§ TEXTO:
=-=-=

El psiquiatra suizo Carl Gustav Jung describió la histeria como una especie de plataforma o caparazón donde rebotan los acontecimientos, como una armadura que impide que nada de lo que nos sucede toque fondo y se convierta en experiencia psíquica, como una máscara que mantiene todo en la superficie. La simulación histérica y el histrionismo remiten al dominio de lo aparente y visible, a una mente irreflexiva y tremendamente inconsciente.
Es el mundo de la exageración emocional que vemos en las tomas televisivas de los jugadores de fútbol tras un gol o en la alegría desbocada de un reality show.
La superficialidad y el histrionismo van de mano con la velocidad y la aceleración. Y en un mundo gobernado por la prisa, predomina la brevedad del mensaje. Los artículos de prensa pasaron de mil a 400 palabras y la exposición de ideas se redujo al formato de 140 caracteres. Un tempo que ha penetrado hasta en la reflexión académica.

=-=-=

§ DATOS PARA REVISAR:

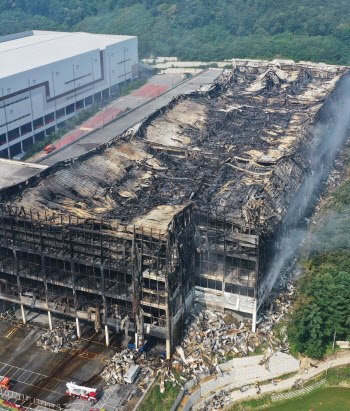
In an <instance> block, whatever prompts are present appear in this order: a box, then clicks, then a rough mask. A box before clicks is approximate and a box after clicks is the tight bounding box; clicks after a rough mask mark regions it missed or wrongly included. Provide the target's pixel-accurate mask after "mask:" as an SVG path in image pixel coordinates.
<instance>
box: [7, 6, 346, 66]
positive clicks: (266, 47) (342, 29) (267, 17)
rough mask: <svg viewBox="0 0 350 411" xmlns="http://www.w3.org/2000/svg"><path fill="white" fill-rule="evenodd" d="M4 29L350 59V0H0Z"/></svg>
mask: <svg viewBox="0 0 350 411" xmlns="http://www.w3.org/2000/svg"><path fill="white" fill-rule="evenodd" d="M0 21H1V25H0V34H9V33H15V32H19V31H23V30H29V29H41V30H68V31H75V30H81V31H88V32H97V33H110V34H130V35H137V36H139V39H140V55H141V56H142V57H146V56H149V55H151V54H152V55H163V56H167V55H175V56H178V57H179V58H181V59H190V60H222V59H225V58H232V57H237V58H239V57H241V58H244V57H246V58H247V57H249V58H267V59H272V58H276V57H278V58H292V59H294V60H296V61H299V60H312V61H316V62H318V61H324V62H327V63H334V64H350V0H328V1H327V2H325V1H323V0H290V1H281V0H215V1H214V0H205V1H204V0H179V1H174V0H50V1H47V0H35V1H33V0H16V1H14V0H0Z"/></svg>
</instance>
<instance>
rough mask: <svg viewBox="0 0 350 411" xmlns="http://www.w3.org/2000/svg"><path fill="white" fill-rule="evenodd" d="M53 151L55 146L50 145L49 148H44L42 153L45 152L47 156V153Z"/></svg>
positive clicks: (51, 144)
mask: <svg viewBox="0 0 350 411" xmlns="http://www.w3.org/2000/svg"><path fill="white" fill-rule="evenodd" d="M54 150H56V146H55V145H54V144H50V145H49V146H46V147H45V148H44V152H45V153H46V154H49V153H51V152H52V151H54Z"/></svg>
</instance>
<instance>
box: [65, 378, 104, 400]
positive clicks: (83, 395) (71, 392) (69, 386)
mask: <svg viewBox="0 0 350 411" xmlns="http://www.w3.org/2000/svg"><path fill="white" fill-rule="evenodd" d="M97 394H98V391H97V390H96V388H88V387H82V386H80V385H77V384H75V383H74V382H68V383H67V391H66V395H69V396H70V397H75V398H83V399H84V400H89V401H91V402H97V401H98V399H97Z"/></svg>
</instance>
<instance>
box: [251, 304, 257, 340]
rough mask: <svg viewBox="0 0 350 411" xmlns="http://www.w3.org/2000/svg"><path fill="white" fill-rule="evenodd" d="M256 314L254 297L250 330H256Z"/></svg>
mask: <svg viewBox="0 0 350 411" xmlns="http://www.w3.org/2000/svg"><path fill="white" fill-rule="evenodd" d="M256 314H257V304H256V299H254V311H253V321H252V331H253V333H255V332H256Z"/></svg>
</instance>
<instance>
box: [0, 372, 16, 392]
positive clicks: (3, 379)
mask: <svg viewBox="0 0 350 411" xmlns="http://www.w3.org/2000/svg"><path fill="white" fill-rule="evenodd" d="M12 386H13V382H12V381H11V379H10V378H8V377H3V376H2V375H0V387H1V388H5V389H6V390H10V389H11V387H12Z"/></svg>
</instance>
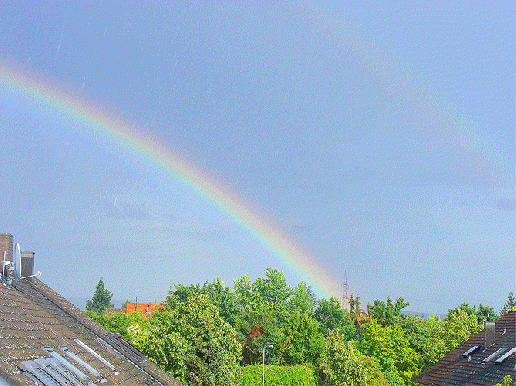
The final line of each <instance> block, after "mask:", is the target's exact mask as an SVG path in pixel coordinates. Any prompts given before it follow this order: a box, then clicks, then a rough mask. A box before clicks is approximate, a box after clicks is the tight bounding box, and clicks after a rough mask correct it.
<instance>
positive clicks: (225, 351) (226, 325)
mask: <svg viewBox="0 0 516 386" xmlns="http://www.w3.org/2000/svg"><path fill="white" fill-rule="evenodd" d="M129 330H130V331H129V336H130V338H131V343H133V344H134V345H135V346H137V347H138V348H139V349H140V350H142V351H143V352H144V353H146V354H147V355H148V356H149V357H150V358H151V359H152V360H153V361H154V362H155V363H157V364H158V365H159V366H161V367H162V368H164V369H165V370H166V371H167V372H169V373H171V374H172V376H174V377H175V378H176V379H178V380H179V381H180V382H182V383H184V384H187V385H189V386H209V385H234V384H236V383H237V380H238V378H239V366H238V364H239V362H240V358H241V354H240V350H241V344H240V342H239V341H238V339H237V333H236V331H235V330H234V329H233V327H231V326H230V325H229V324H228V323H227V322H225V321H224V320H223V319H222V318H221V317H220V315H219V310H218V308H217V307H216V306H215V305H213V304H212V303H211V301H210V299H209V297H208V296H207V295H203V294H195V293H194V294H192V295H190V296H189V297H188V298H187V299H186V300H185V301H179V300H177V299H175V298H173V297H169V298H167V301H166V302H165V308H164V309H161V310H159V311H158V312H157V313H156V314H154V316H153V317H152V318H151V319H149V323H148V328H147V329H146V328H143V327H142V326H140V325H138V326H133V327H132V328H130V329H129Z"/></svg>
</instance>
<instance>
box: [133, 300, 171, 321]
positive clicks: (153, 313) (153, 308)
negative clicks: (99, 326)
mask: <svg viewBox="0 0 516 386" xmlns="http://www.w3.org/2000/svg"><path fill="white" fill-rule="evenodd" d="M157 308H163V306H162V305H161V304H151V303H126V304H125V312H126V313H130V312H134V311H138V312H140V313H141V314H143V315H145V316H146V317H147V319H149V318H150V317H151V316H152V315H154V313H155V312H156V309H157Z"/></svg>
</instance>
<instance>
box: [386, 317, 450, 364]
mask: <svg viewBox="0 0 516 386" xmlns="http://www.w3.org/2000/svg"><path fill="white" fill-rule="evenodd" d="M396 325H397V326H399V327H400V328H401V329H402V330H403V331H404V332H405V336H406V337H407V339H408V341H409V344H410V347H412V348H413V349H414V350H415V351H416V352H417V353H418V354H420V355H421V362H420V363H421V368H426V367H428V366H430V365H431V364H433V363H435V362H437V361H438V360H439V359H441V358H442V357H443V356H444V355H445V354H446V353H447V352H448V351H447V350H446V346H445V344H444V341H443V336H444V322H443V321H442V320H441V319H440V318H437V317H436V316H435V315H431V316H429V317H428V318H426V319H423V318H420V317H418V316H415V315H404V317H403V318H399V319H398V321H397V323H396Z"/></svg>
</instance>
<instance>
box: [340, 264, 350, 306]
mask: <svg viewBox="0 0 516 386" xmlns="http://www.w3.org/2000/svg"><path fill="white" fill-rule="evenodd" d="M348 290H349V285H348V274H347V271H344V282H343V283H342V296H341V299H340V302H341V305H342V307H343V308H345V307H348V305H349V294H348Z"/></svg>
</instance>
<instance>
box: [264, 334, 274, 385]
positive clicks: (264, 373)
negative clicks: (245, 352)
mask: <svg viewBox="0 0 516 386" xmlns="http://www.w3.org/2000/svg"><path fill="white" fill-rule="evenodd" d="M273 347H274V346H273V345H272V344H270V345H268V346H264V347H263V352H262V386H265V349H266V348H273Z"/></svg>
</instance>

=-=-=

§ INSTRUCCIÓN DE TRABAJO A: En el texto sobre la histeria y la prisa, ¿cuántas palabras tenían antes los artículos de prensa y a cuántas se redujeron?
§ INSTRUCCIÓN DE TRABAJO B: Prosigue el texto sobre la histeria y la prisa a partir de su última oración.

§ RESPUESTA A: Pasaron de mil a 400 palabras.

§ RESPUESTA B:
Recuerdo épocas en que los congresos profesionales contemplaban charlas y conferencias de extrema erudición y profundidad seguidas por horas de acalorada y sesuda discusión. Hoy, la mayoría de los congresos han derivado en una inmensa sucesión de rápidas intervenciones con mínimos espacios de conversación porque dan prioridad al número de inscripciones mediante el derecho a someras presentaciones.
Vivimos en el reino de la palabra efectista, del espectáculo y el show, un espacio fácil para la mentira. Probablemente, la mayor amenaza al futuro político de las naciones, el principal peligro para las democracias en el año 2017, sea la superficialidad.